_Excerpt to read_.
>> BEGIN

Newman himself remarked that he would “no doubt be strongly criticized for making such a comparison” – as well he should be, since his argument is demonstrably without merit.
JACK L. SCHWARTZWALD North Kingstown, Rhode Island
Sir, – David Newman makes a sweeping statement, which typifies the too often lackadaisical approach of social scientists to research; unattributed or unproven statements.
He writes “there are many critics of the Israeli government, in fact the majority, who can in no way be labeled anti-Semitic, and who are adopting positions which are shared by at least half of the the Israeli population itself.”
Just where is the proof for these two assertions, or is this just another example by leftists as facts by assertion?
Permit me to also pontificate. The views of the intelligentsia of Europe are shaped by 1700 years of anti-Semitism at all levels of society, particularly at the highest levels of education and culture, and have been based on hatred, fear, ignorance and jealousy.
Without documentation, we have no facts, just opinions. The dean of the Faculty of Humanities and Social Sciences at Ben- Gurion University should know that. Shame on him for for presenting political bluster as revealed truth.
YISRAEL GUTTMAN Jerusalem
Sir, – As befitting a dean of the Faculty of Humanities and Social Sciences, David Newman attempts to present us with a somewhat balanced picture of the anti-Israel and anti-Semitic views of both the Right and Left.
In the midst of his article he apparently, however, loses his balance, and we are clearly able to discern his own biases and sympathies in favor of Israel’s critics.
Newman describes as “legitimate” the criticism of Israel’s policies in relation to the continuation of the occupation, and its refusal to move towards a peace agreement which would grant the Palestinians the same rights of sovereignty that the Jewish state enjoys. He states that these views are shared by at “least half of the Israeli population.”

>> END

_Excerpted data_.

>> BEGIN

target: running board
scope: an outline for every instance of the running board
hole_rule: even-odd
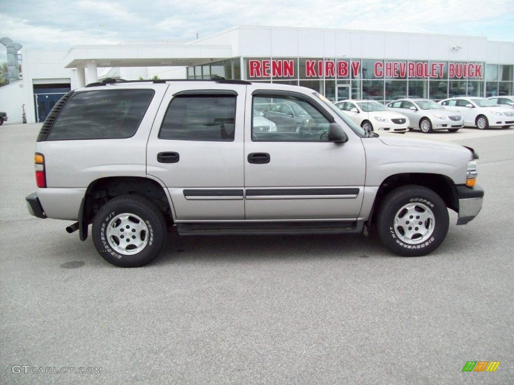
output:
[[[253,222],[177,223],[179,235],[295,235],[361,233],[363,222]]]

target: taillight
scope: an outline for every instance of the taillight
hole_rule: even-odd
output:
[[[35,164],[35,183],[38,187],[46,187],[46,175],[45,173],[45,157],[42,153],[36,152],[34,155],[34,163]]]

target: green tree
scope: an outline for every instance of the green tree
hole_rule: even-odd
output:
[[[7,68],[7,62],[4,62],[2,63],[0,63],[0,87],[5,86],[6,84],[8,84],[9,83],[9,80],[6,79],[4,76],[4,73],[6,76],[7,76],[9,73],[9,69]]]

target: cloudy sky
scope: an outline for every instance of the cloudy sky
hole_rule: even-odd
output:
[[[485,36],[514,42],[514,0],[0,0],[0,37],[68,49],[134,39],[194,40],[237,25]],[[5,61],[0,45],[0,62]]]

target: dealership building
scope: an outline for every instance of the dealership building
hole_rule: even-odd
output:
[[[479,36],[239,26],[193,41],[22,53],[23,79],[0,88],[9,122],[21,122],[22,110],[43,121],[64,93],[109,77],[218,75],[307,87],[334,101],[514,94],[514,42]]]

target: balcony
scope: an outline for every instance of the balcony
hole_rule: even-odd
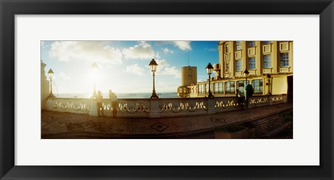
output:
[[[49,98],[47,101],[47,111],[64,113],[90,114],[96,109],[96,99],[79,98]],[[236,108],[235,97],[215,97],[212,99],[166,98],[166,99],[118,99],[117,117],[176,117],[239,110]],[[262,95],[249,99],[249,108],[286,103],[286,95]],[[102,99],[104,115],[112,117],[112,106],[109,99]],[[93,107],[93,109],[90,107]],[[95,113],[96,114],[96,113]]]

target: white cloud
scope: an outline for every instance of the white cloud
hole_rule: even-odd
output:
[[[155,61],[158,64],[158,68],[157,69],[157,75],[170,75],[173,76],[175,78],[181,77],[181,71],[175,66],[170,67],[170,65],[165,59],[156,59]]]
[[[132,73],[138,76],[142,76],[145,73],[145,70],[140,67],[138,64],[127,66],[125,69],[126,72]]]
[[[192,49],[190,42],[191,41],[173,41],[173,44],[182,51],[191,51]]]
[[[162,51],[164,51],[164,53],[165,54],[174,54],[174,51],[173,51],[172,50],[170,50],[168,49],[167,47],[165,47],[164,49],[162,49]]]
[[[138,42],[134,47],[123,49],[122,53],[126,58],[150,59],[154,57],[154,51],[150,44],[145,41]]]
[[[99,62],[121,64],[120,49],[106,44],[104,41],[56,41],[51,44],[49,55],[61,61]]]
[[[214,52],[214,51],[218,51],[218,49],[216,49],[216,48],[205,48],[205,49],[207,49],[207,51],[209,51],[210,52]]]
[[[65,74],[65,73],[63,72],[61,72],[59,73],[59,75],[58,75],[58,77],[62,78],[62,79],[65,79],[65,80],[68,80],[68,79],[71,79],[70,77],[67,76],[67,75],[66,75],[66,74]]]
[[[160,57],[160,54],[159,54],[159,52],[157,52],[157,54],[155,54],[155,58],[161,58],[161,57]]]

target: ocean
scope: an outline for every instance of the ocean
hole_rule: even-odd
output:
[[[90,98],[93,93],[59,93],[55,95],[56,97],[67,98]],[[104,98],[109,98],[109,93],[104,92]],[[115,94],[118,99],[134,99],[134,98],[150,98],[152,92],[138,92],[138,93],[116,93]],[[178,98],[177,92],[161,92],[157,93],[159,98]]]

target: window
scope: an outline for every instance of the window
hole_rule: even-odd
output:
[[[264,68],[271,67],[271,55],[264,55],[263,56],[263,61],[264,63]]]
[[[247,80],[247,83],[246,82],[246,81],[237,81],[237,88],[241,92],[244,92],[244,88],[245,85],[248,83],[249,83],[249,81],[248,80]]]
[[[255,47],[255,41],[248,42],[248,47]]]
[[[280,66],[289,66],[289,53],[280,54]]]
[[[237,44],[237,51],[241,50],[242,49],[241,42],[241,41],[237,41],[236,44]]]
[[[241,60],[237,60],[237,71],[242,71],[242,62]]]
[[[204,85],[202,84],[198,85],[198,94],[204,94]]]
[[[224,86],[223,83],[214,83],[214,92],[215,94],[223,94],[224,93]]]
[[[254,88],[254,95],[263,95],[263,80],[257,79],[252,81],[253,88]]]
[[[248,65],[249,65],[249,69],[255,69],[255,57],[250,57],[248,58]]]
[[[225,83],[226,88],[226,94],[234,94],[234,82],[230,81]]]

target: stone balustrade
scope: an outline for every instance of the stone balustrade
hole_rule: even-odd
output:
[[[224,97],[208,99],[118,99],[117,117],[175,117],[213,114],[239,110],[237,97]],[[286,95],[254,96],[248,99],[248,107],[286,103]],[[97,115],[96,99],[83,98],[49,98],[47,111]],[[104,115],[112,116],[110,99],[102,99]]]

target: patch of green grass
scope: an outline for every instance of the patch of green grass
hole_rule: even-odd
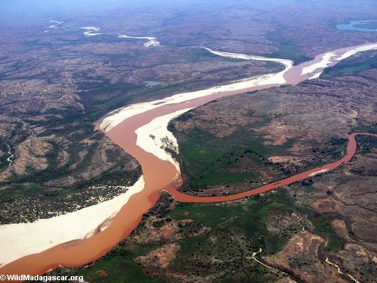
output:
[[[358,75],[363,71],[377,68],[377,52],[369,51],[354,55],[341,60],[333,67],[326,68],[321,78]]]
[[[331,217],[326,214],[319,216],[309,213],[309,220],[315,225],[315,232],[326,237],[328,242],[324,248],[325,252],[335,252],[341,248],[341,239],[331,226]]]
[[[267,121],[258,122],[260,124]],[[250,125],[254,127],[255,123]],[[181,167],[184,175],[189,177],[184,188],[205,189],[207,185],[236,184],[239,182],[260,181],[254,172],[242,172],[243,157],[251,159],[256,166],[266,166],[267,157],[282,154],[293,141],[282,147],[266,146],[266,139],[253,135],[250,128],[239,127],[229,136],[219,138],[199,128],[189,133],[179,133]],[[277,167],[270,164],[271,167]],[[280,173],[280,172],[279,172]]]

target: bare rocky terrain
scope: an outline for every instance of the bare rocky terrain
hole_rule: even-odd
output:
[[[348,133],[377,122],[376,87],[363,77],[315,80],[184,114],[170,126],[182,153],[182,190],[234,193],[339,159]]]

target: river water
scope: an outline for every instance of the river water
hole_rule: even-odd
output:
[[[99,231],[88,239],[76,240],[60,244],[40,253],[19,258],[1,267],[0,274],[44,274],[49,270],[56,268],[58,265],[66,267],[84,265],[100,258],[131,233],[140,222],[143,214],[152,207],[158,201],[160,192],[163,190],[169,191],[178,201],[182,202],[210,203],[231,201],[267,192],[302,180],[309,177],[309,174],[312,175],[319,171],[334,169],[343,163],[348,161],[356,151],[355,136],[356,135],[372,135],[372,134],[352,133],[350,135],[347,154],[336,162],[234,195],[213,197],[195,196],[183,194],[177,190],[182,181],[177,168],[171,163],[162,160],[138,146],[135,131],[158,117],[182,109],[197,107],[221,97],[265,89],[282,84],[295,84],[313,76],[317,76],[324,67],[334,65],[339,60],[345,58],[345,55],[352,55],[352,50],[362,51],[362,49],[370,49],[372,47],[377,47],[377,45],[369,44],[356,47],[343,48],[320,54],[313,60],[287,68],[287,72],[284,74],[285,80],[284,83],[271,82],[271,83],[246,89],[220,91],[178,103],[173,102],[132,115],[119,122],[105,133],[115,144],[135,157],[141,165],[145,182],[144,189],[141,192],[134,194],[129,199],[126,205],[121,208],[111,224],[105,230]],[[330,56],[329,54],[330,54]],[[314,69],[313,65],[316,66]],[[151,103],[153,104],[153,102]]]

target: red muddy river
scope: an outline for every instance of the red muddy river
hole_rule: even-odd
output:
[[[342,54],[351,48],[335,51]],[[320,60],[318,56],[313,60],[295,66],[284,75],[287,84],[297,84],[310,78],[313,74],[301,76],[304,67],[313,65]],[[335,65],[337,61],[332,62]],[[346,155],[340,160],[308,171],[303,172],[289,178],[267,184],[250,191],[236,194],[221,196],[201,197],[181,193],[177,190],[182,183],[175,167],[171,163],[162,161],[155,155],[145,152],[136,145],[136,135],[134,133],[141,126],[149,123],[153,119],[169,114],[180,109],[197,107],[215,99],[237,93],[264,89],[279,84],[268,84],[225,91],[194,99],[182,103],[170,104],[147,111],[132,116],[112,129],[106,133],[110,138],[124,150],[135,157],[141,165],[145,186],[143,191],[134,194],[121,208],[110,226],[103,231],[86,240],[77,240],[60,244],[43,252],[27,256],[0,268],[0,274],[29,274],[42,275],[58,265],[74,267],[84,265],[106,254],[118,242],[127,237],[137,226],[143,214],[156,203],[162,190],[166,190],[178,201],[181,202],[212,203],[232,201],[269,190],[280,188],[289,183],[308,178],[310,174],[323,170],[334,169],[351,159],[356,149],[355,136],[367,135],[377,137],[367,133],[355,133],[348,136]]]

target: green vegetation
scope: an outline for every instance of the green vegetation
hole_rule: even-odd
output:
[[[300,52],[301,47],[298,43],[291,40],[287,40],[282,35],[283,28],[278,29],[273,32],[267,32],[266,38],[273,43],[273,45],[278,49],[272,54],[263,54],[268,57],[281,58],[290,59],[297,65],[303,62],[308,61],[311,58],[304,52]]]
[[[321,78],[355,76],[365,70],[377,68],[377,52],[368,51],[342,60],[334,67],[325,69]]]
[[[178,120],[189,119],[188,115]],[[315,158],[304,166],[291,164],[287,167],[271,162],[269,157],[289,156],[288,150],[297,141],[289,139],[282,146],[267,145],[269,140],[261,137],[254,128],[269,122],[269,120],[265,117],[245,126],[239,126],[234,133],[221,137],[198,128],[189,133],[178,132],[171,125],[180,144],[180,166],[184,179],[182,190],[200,191],[223,185],[227,188],[236,186],[239,190],[245,190],[265,182],[264,172],[273,180],[278,180],[337,160],[344,155],[347,139],[332,138],[326,144],[311,142],[306,145],[308,154],[315,155]]]
[[[258,264],[251,255],[260,247],[264,256],[275,254],[293,234],[301,233],[303,227],[308,229],[305,223],[297,224],[295,218],[283,221],[284,216],[308,215],[313,225],[313,233],[328,240],[324,251],[334,252],[341,247],[340,240],[330,224],[331,216],[315,215],[307,205],[297,205],[295,197],[287,192],[289,190],[219,204],[175,203],[165,194],[130,236],[105,257],[87,267],[60,268],[53,273],[84,275],[86,280],[99,282],[177,281],[172,280],[171,274],[203,279],[215,276],[217,282],[224,282],[273,281],[282,275]],[[150,217],[157,217],[157,220],[148,222]],[[188,225],[188,220],[193,222]],[[138,243],[141,235],[151,231],[151,223],[154,229],[162,229],[171,223],[178,223],[174,237],[179,238],[168,237],[157,242]],[[278,230],[271,231],[269,228],[271,225],[280,225]],[[180,249],[167,269],[142,267],[135,263],[136,258],[172,242],[179,245]]]

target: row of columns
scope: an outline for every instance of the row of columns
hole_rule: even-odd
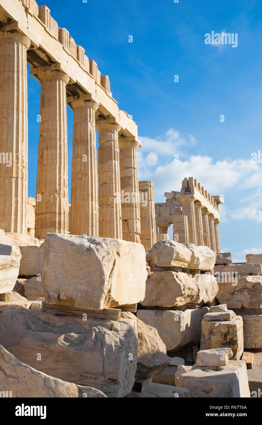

>> END

_Task goal_.
According to the letters responding to David Newman's article above, on what have the views of Europe's intelligentsia been based? List each item.

_Worked solution_.
- hatred
- fear
- ignorance
- jealousy